Task directions >> From the first line to the last, repeat the records exactly and skip the pictures.

** Opening Given data block **

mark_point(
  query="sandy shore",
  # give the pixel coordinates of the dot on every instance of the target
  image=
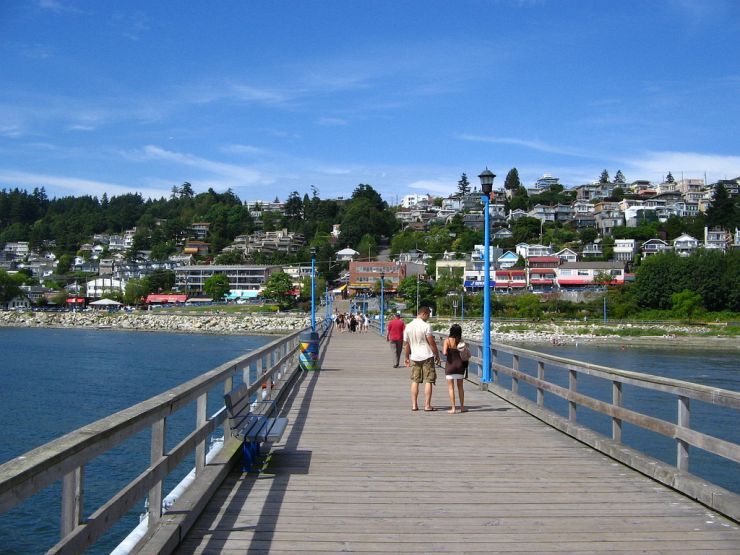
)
(552, 333)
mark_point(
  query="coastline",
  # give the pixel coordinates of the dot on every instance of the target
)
(668, 336)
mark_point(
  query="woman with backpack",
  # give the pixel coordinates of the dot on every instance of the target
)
(456, 366)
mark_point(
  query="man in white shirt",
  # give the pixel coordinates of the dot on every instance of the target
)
(421, 355)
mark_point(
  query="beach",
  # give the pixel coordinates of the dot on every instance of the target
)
(554, 333)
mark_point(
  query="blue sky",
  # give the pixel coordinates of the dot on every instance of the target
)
(268, 97)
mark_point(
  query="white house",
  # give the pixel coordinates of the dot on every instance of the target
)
(346, 255)
(624, 249)
(685, 245)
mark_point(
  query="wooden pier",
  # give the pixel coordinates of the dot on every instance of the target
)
(358, 471)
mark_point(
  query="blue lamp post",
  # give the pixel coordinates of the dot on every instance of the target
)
(313, 288)
(382, 303)
(486, 186)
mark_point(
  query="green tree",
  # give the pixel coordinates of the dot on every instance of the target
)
(724, 211)
(135, 291)
(463, 185)
(8, 287)
(686, 304)
(279, 288)
(512, 182)
(217, 287)
(407, 290)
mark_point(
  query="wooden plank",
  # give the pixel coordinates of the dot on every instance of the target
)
(357, 470)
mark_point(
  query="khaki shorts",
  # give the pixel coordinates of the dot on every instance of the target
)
(423, 369)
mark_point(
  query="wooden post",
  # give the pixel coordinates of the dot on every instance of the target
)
(200, 420)
(684, 414)
(72, 490)
(617, 402)
(159, 432)
(540, 391)
(572, 386)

** Closing Given data block **

Solution to this problem >>
mark_point(
  query="sandy shore",
  # give the pixel coordinates of the dot on every instance of the target
  image=
)
(552, 333)
mark_point(
  query="coastline",
  # give the pixel coordinates of the dot on every instance of the target
)
(668, 336)
mark_point(
  query="woman with backpack",
  # give the pixel coordinates of the dot on every instance of the target
)
(456, 366)
mark_point(
  query="man in white shirt",
  # give the pixel coordinates of the dot on every instance of the target
)
(421, 355)
mark_point(
  query="beach",
  # give the pixel coordinates of the dot on every instance of the target
)
(554, 333)
mark_point(
  query="blue sky",
  # give the pixel coordinates of the dot on every instance of the target
)
(268, 97)
mark_point(
  query="white house",
  # give the pixel coordinates of the dot on every instance of the target
)
(346, 255)
(624, 249)
(685, 245)
mark_point(
  query="wooden pier",
  # give the pixel coordinates of the dot on every instance of the target
)
(358, 471)
mark_point(
  query="blue lamp post",
  # give the pixel coordinates of the dot on every instance of the target
)
(313, 288)
(382, 303)
(486, 186)
mark_point(
  query="green tree",
  # give the pixel coordinates of the dot on every instance of the target
)
(724, 211)
(135, 291)
(463, 185)
(8, 287)
(686, 304)
(279, 288)
(512, 182)
(217, 287)
(407, 290)
mark_point(
  query="wooden plank",
  # give the pixel coordinates of the dot on every instance of the target
)
(357, 470)
mark_point(
  query="khaki shorts",
  # give the pixel coordinates of the dot on every instance of the target
)
(423, 369)
mark_point(
  query="wooden post",
  # give the pixel coordinates of the dot on every instance of the target
)
(200, 420)
(684, 414)
(72, 490)
(617, 402)
(159, 432)
(540, 391)
(572, 386)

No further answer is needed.